(Beginning of Passage)

Thoughtonomy reports that automation often has negative consequences, acting as a problem accelerator and complexity multiplier. Why? Application development is too hasty too often, with scant attention to details like standards, accreditation and verification, says Thoughtonomy CTO, Danny Major.We should bear his warning in mind when coding the IoT apps that health services could definitely use.
Recent hospital experience
I propose these apps after 10 days spent on trolleys, beds and operating tables at Croydon University Hospital. The day to day operations of the UK’s National Health Service are probably typical of every health service across the globe. This was confirmed by the diversity of nationalities I found myself looking up to. I love chatting with doctors, nurses and anaesthetists (as that’s what four of my family were) so I quizzed them keenly right until the morphine kicked in.Automation could definitely improve the patient environments that nurses are too over-worked to monitor. UK patients often get hastily positioned directly under glaring lights, in extreme temperatures, while 12 monitors go BING at full volume in a disjointed rhythm that even a jazz fan would hate. If only someone could place sensors to monitor temperature, moisture, sound and light. These could alert the nurses if the patient is unwittingly being subject to sensory torture.

(End of Passage)

## Exercise set
1 > In the hospital automation passage, how many days did the writer spend at Croydon University Hospital?
2 > Using the hospital automation passage, explain why Thoughtonomy says automation often has negative consequences.
3 > Carry on the hospital automation passage from its final sentence.
The records have nothing to do with this work.

(Beginning of Material supplied)

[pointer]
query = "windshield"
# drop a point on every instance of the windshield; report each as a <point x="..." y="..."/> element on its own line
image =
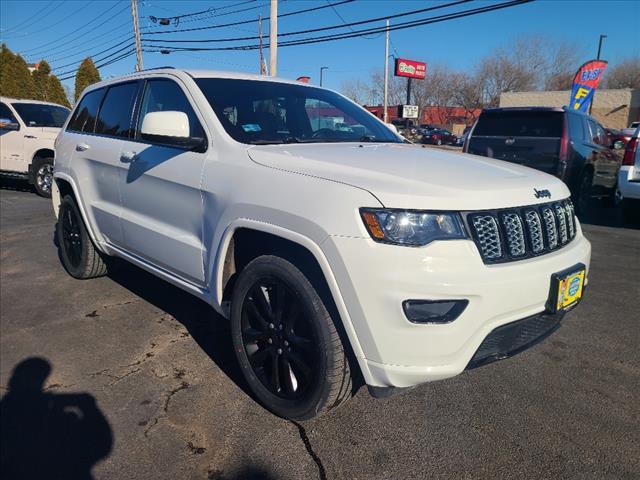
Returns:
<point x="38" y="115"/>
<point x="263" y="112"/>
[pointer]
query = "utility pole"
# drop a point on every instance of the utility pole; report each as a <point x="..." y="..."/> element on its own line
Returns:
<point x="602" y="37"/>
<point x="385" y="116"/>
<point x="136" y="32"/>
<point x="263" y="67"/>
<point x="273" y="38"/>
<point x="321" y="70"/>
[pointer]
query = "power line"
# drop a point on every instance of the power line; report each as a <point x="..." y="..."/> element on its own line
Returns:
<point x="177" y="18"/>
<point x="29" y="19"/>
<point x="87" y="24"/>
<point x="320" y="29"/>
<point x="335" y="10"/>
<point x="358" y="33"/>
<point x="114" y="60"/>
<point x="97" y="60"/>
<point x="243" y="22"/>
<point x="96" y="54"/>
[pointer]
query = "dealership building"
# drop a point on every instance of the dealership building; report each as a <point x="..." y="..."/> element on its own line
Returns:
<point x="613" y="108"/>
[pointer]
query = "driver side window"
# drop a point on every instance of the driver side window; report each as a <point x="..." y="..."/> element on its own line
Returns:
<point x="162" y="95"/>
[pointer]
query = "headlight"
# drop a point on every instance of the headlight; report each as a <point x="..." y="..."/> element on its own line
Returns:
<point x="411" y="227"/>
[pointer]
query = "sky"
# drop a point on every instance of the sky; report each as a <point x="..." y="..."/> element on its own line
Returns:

(End of Material supplied)
(Beginning of Material supplied)

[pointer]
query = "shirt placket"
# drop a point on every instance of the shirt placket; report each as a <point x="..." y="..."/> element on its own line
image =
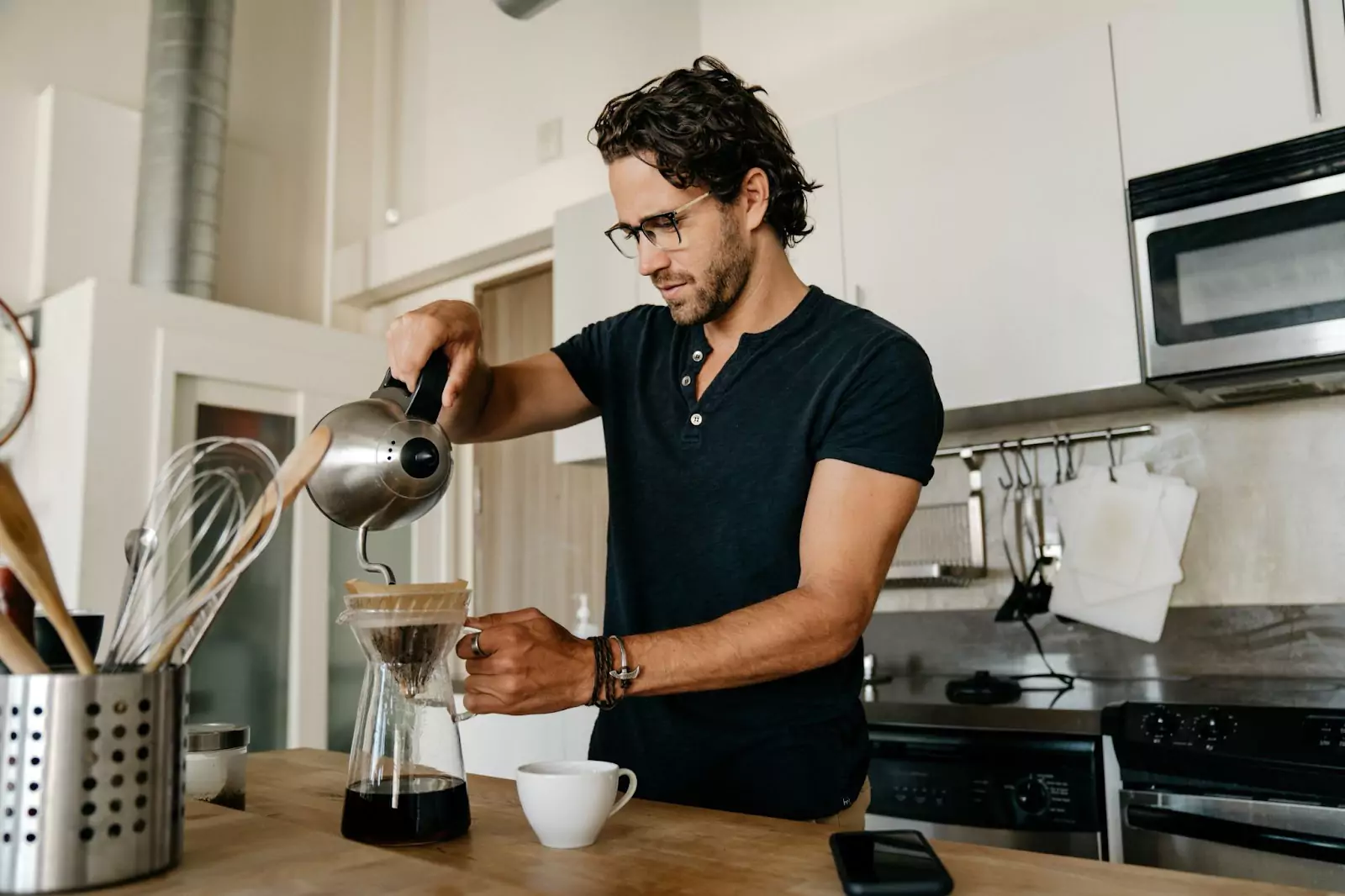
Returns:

(End of Material supplied)

## Answers
1 > Ten days.

2 > Application development is too often rushed, with little attention to details such as standards, accreditation and verification. As a result, automation can accelerate problems and multiply complexity.

3 >
The biggest source of hell is other patients. Some patients and their visitors use hospitals like a playground. They seriously impede the nurses. Then I had a crack addict in the bed next door, with a massive sense of expectation. He aggressively asserted his right to heroin substitute, pronto, or he was going to buy his own! Nobody judged him for condition, nor his convictions for theft to fund his aspirations (he brazenly broadcast all this via endless shouty mobile phone messages) but it does make other patients wary about sleeping.